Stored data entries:
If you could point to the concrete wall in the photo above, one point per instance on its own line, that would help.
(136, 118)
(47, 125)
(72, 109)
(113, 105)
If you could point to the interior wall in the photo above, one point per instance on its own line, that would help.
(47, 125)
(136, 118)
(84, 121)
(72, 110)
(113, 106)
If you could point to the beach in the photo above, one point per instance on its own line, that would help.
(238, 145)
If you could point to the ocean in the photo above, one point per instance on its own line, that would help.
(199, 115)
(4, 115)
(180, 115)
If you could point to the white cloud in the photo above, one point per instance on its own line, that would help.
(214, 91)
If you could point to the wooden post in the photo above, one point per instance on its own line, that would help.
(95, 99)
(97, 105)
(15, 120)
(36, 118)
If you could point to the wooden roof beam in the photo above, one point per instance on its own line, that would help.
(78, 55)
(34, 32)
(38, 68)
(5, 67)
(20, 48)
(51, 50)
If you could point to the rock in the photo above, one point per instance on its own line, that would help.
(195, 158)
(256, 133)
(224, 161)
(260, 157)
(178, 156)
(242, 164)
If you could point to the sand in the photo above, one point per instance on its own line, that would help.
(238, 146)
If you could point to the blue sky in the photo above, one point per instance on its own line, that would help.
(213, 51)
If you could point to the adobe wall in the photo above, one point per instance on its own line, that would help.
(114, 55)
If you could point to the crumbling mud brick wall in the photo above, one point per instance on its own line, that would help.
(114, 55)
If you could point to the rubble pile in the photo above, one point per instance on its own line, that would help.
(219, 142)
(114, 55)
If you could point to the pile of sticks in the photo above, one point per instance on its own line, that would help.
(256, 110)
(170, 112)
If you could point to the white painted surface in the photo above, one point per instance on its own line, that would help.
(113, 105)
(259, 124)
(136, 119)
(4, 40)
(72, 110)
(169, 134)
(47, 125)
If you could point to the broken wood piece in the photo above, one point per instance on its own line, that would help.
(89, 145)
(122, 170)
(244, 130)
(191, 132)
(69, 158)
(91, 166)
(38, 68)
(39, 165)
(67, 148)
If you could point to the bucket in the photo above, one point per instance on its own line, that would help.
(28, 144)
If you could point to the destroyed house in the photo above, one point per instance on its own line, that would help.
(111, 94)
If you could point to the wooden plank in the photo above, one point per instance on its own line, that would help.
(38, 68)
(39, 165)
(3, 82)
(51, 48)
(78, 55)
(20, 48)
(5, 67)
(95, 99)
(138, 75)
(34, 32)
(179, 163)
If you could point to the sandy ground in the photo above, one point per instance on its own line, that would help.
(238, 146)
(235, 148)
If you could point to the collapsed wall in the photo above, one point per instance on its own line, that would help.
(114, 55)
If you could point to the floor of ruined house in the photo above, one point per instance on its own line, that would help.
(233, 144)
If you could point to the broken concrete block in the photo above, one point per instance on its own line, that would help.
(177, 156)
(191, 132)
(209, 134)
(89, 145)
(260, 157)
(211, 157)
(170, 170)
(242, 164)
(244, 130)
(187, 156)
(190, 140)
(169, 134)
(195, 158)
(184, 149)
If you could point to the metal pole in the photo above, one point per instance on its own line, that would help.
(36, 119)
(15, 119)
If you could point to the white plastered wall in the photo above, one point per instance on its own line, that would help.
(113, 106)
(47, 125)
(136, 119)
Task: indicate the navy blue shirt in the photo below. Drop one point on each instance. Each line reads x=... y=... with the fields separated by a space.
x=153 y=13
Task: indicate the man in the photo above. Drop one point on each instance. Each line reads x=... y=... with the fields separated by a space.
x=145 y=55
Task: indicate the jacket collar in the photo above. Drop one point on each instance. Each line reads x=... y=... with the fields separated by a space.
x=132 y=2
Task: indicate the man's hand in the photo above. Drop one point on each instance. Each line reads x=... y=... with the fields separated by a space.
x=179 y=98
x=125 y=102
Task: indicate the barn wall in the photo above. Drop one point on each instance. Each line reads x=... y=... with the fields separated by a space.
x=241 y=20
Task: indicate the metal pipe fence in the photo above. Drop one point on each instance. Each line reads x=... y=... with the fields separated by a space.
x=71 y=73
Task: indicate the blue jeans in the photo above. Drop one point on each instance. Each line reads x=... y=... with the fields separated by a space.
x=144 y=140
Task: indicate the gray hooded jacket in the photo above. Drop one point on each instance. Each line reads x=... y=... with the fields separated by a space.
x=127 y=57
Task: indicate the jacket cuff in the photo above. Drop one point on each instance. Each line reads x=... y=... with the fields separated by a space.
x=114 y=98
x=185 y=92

WHAT THE TASK REQUIRES:
Your answer must be every record above, retyped exactly.

WRITTEN RESPONSE:
If you could point to the concrete wall in the photo above, one point per instance on its own line, that would help.
(136, 118)
(47, 125)
(72, 109)
(113, 105)
If you could point to the interior wall in the photo above, one point per instance on its own line, that would help.
(47, 125)
(136, 118)
(84, 121)
(72, 110)
(113, 106)
If you could point to the beach in the photo above, one point per instance on its own line, that would help.
(238, 145)
If you could point to the ocean in the photo above, one point per instance on its own line, that would help.
(199, 115)
(4, 115)
(180, 115)
If you could point to the white cloud in the photo above, one point per instance on its own line, that would help.
(214, 91)
If you could point to the wooden post in the photo above, one point per instance on its own line, that would help.
(95, 99)
(97, 105)
(15, 120)
(36, 118)
If you could point to the wooden roof beam in the photo above, one point per instance on its own line, that would help.
(78, 55)
(34, 32)
(38, 68)
(5, 67)
(20, 48)
(51, 50)
If you could point to the rock in the photo above, one point per instance on its own line, that would help.
(195, 158)
(256, 133)
(224, 161)
(260, 157)
(178, 156)
(242, 164)
If you could point to the sand in the photo above, one point per instance on its own line, that would help.
(238, 146)
If you could point to the blue sky in the photo above, one point per instance on its own line, that would help.
(213, 51)
If you could point to the adobe wall in the photo above, one point per instance on its own line, that would help.
(114, 55)
If you could point to the crumbling mud brick wall in the photo above, one point per instance on its own line, that would help.
(114, 55)
If you could point to the rubble pile in the photo above, one point per instance on its own line, that would help.
(219, 142)
(114, 55)
If you could point to the pile of sticks in the photo above, one point per instance on its own line, that would help.
(256, 110)
(170, 112)
If you could point to the white painted surface in the photo above, one point per instance on its own line, that would help.
(113, 105)
(259, 124)
(136, 119)
(4, 40)
(72, 110)
(169, 134)
(47, 125)
If you could point to the broken wood piece in the photo above, one point per instance on its own line, that would help.
(89, 145)
(122, 170)
(244, 130)
(191, 132)
(69, 158)
(91, 166)
(38, 68)
(39, 165)
(67, 148)
If you could point to the bucket in the photo above, one point per instance on its own line, that would help.
(28, 144)
If you could point to the destroyed house in the photo above, one point per instance on its own line, that would help.
(111, 94)
If you could point to the wooden plank in the photo above, one point per instance on its own line, that would help.
(38, 68)
(39, 165)
(3, 82)
(51, 48)
(78, 55)
(20, 48)
(5, 67)
(95, 99)
(138, 75)
(34, 32)
(179, 163)
If you could point to the sandy ground in the photo above, one point per instance on its own line, that would help.
(238, 146)
(235, 148)
If you could point to the collapsed wall in the photo above, one point per instance on its own line, that would help.
(114, 55)
If you could point to the floor of ruined house in the photo above, one point per instance on its own line, that would help.
(233, 144)
If you could point to the broken concrete block in the photo above, one point per instance on its own line, that would help.
(177, 156)
(191, 132)
(209, 134)
(89, 145)
(260, 157)
(211, 157)
(170, 170)
(242, 164)
(244, 130)
(187, 156)
(190, 140)
(169, 134)
(195, 158)
(184, 149)
If you could point to the metal pole in the photo above, one point per instance on its own line, that would help.
(36, 119)
(15, 119)
If you could point to the white plastered wall in the photo above, one point per instance on its own line, that would help.
(113, 106)
(47, 125)
(136, 119)
Task: indicate the navy blue shirt in the photo below. Drop one point on each instance. Each line reads x=... y=... with the fields separated by a space.
x=153 y=13
Task: indicate the man in the photo above. Drop one point on each instance. Each line reads x=... y=... with the fields separated by a space.
x=145 y=55
Task: indicate the jacket collar in the photo above. Drop one point on each instance. Each line reads x=... y=... with the fields separated by a space.
x=132 y=2
Task: indicate the man's hand in the photo above. Drop one point on each instance. Each line reads x=... y=... with the fields separated by a space.
x=179 y=98
x=125 y=102
Task: indicate the barn wall in the photo above. Drop one point on each instance. Each line reads x=... y=... with the fields separated by a space.
x=241 y=20
Task: indicate the metal pipe fence in the photo above. Drop one point on each instance. Each line reads x=... y=... with the fields separated by a space.
x=71 y=73
Task: indicate the blue jeans in the photo above. Drop one point on each instance. Each line reads x=... y=... with the fields separated by a space.
x=144 y=140
Task: indicate the gray hooded jacket in the photo above. Drop one point on each instance. Each line reads x=... y=... with the fields separated by a space.
x=127 y=57
Task: indicate the jacket cuff in the photo above. Drop one point on each instance. Each line reads x=... y=... with the fields separated by a space.
x=114 y=98
x=185 y=92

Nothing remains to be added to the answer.